Scale the lines below, beginning at the line that has "the wool coat?" and continuing through the last line, both included. Give these lines again with every bounding-box coordinate multiplied by 2.35 and rounded to a whole number, halves rounded up, and keep all other lines unchanged.
════════════════
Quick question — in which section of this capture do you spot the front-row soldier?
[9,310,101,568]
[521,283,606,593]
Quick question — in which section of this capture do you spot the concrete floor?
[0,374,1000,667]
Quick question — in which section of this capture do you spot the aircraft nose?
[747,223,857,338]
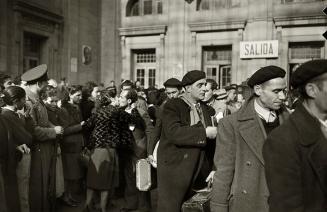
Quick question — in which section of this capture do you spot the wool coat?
[26,89,57,212]
[210,97,287,212]
[263,105,327,212]
[157,98,215,212]
[60,103,85,180]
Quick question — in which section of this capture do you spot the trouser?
[0,163,7,212]
[16,154,31,212]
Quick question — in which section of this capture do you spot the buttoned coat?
[210,97,287,212]
[26,89,56,212]
[157,98,215,212]
[263,105,327,212]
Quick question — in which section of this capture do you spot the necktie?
[195,103,206,127]
[267,111,277,123]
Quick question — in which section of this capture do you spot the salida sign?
[240,40,278,59]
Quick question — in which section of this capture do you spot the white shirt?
[254,100,277,123]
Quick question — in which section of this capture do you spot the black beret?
[291,60,327,88]
[21,64,48,83]
[164,78,182,88]
[182,70,206,86]
[248,66,286,88]
[224,84,237,91]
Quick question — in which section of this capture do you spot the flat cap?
[248,66,286,88]
[21,64,48,83]
[182,70,206,86]
[164,78,182,88]
[291,60,327,88]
════════════════
■ **TASK ANSWER**:
Quick question — in which section of this capture do you spot the wool coat?
[61,209,134,498]
[494,228,674,498]
[618,247,768,498]
[369,230,505,498]
[141,242,200,423]
Quick question — in which section of this capture do you spot the trouser?
[0,383,16,498]
[38,362,73,498]
Quick question — in which section of this capture do you spot the buttoned coat?
[494,228,674,498]
[61,209,132,498]
[369,230,505,498]
[618,247,768,498]
Quick question — in which section of this capture do you spot the necktie?
[458,242,484,298]
[627,261,651,289]
Quick question — in which section of this capture do you spot the salida sign?
[564,94,653,139]
Quick question — in which section of this capture do you spot the white shirt?
[597,235,651,289]
Quick question — in which section of this capture do you spot the black beret?
[684,141,768,207]
[49,150,113,195]
[385,183,428,207]
[428,165,484,202]
[583,155,672,207]
[526,197,557,214]
Quick question — in which section of this capture do you spot the flat cap?
[583,155,672,207]
[49,150,113,195]
[428,165,484,202]
[385,183,428,207]
[684,141,768,207]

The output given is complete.